## Quoted text
◇ ◇ ◇ ◇
200,000 more troops will not strengthen the Saigon government, because the Saigon leadership show no sign of a willingness – let alone an ability – to attract the necessary loyalty or support of the people. It would mean mobilizing reserves and increasing the military budget. There will be more US casualties, more taxes. This growing disaffection, accompanied as it certainly will be, by increased defiance of the draft [call-up orders] and growing unrest in the cities because of the belief that we are neglecting domestic problems, runs great risks of provoking a domestic crisis of unprecedented proportions.
Source: Both sources are quoted in Howard Zinn, A People’s History of the United States (Longman, 1996).
(a) From the evidence in Source A, why was McNaughten unhappy about how the war was developing?
(b) Assess the value of these sources to an historian studying the impact of the Vietnam War on the American public.
(c) Using the sources and your own knowledge, explain why, in the end, the USA was unsuccessful in its aim of saving South Vietnam from communism.
Study Sources A and B and answer the questions that follow.
Source A
A UN General Assembly Resolution, 6 November 1956.
The General Assembly notes with deep concern the violent repression by the Soviet troops of the efforts of the Hungarian people to achieve freedom and independence. It calls upon the USSR to withdraw its forces from Hungary without any further delay. It requests that an investigation be made of the situation caused in Hungary by foreign intervention and a report given to the Security Council in the shortest possible time.
Source B
Statement by the new Hungarian government to the Security Council, 12 November 1956.
Soviet troops are here for the purpose of restoring law and order, and at the request of the Hungarian government. We cannot permit UN observers to enter Hungary, since the situation is purely an internal affair of the Hungarian state.
◇ ◇ ◇ ◇
## Required task
Copy the history exam passage above in full, word for word.

## Source excerpt
◇ ◇ ◇ ◇
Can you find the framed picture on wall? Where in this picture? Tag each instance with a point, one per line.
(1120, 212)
◇ ◇ ◇ ◇
## Full response
200,000 more troops will not strengthen the Saigon government, because the Saigon leadership show no sign of a willingness – let alone an ability – to attract the necessary loyalty or support of the people. It would mean mobilizing reserves and increasing the military budget. There will be more US casualties, more taxes. This growing disaffection, accompanied as it certainly will be, by increased defiance of the draft [call-up orders] and growing unrest in the cities because of the belief that we are neglecting domestic problems, runs great risks of provoking a domestic crisis of unprecedented proportions.
Source: Both sources are quoted in Howard Zinn, A People’s History of the United States (Longman, 1996).
(a) From the evidence in Source A, why was McNaughten unhappy about how the war was developing?
(b) Assess the value of these sources to an historian studying the impact of the Vietnam War on the American public.
(c) Using the sources and your own knowledge, explain why, in the end, the USA was unsuccessful in its aim of saving South Vietnam from communism.
Study Sources A and B and answer the questions that follow.
Source A
A UN General Assembly Resolution, 6 November 1956.
The General Assembly notes with deep concern the violent repression by the Soviet troops of the efforts of the Hungarian people to achieve freedom and independence. It calls upon the USSR to withdraw its forces from Hungary without any further delay. It requests that an investigation be made of the situation caused in Hungary by foreign intervention and a report given to the Security Council in the shortest possible time.
Source B
Statement by the new Hungarian government to the Security Council, 12 November 1956.
Soviet troops are here for the purpose of restoring law and order, and at the request of the Hungarian government. We cannot permit UN observers to enter Hungary, since the situation is purely an internal affair of the Hungarian state.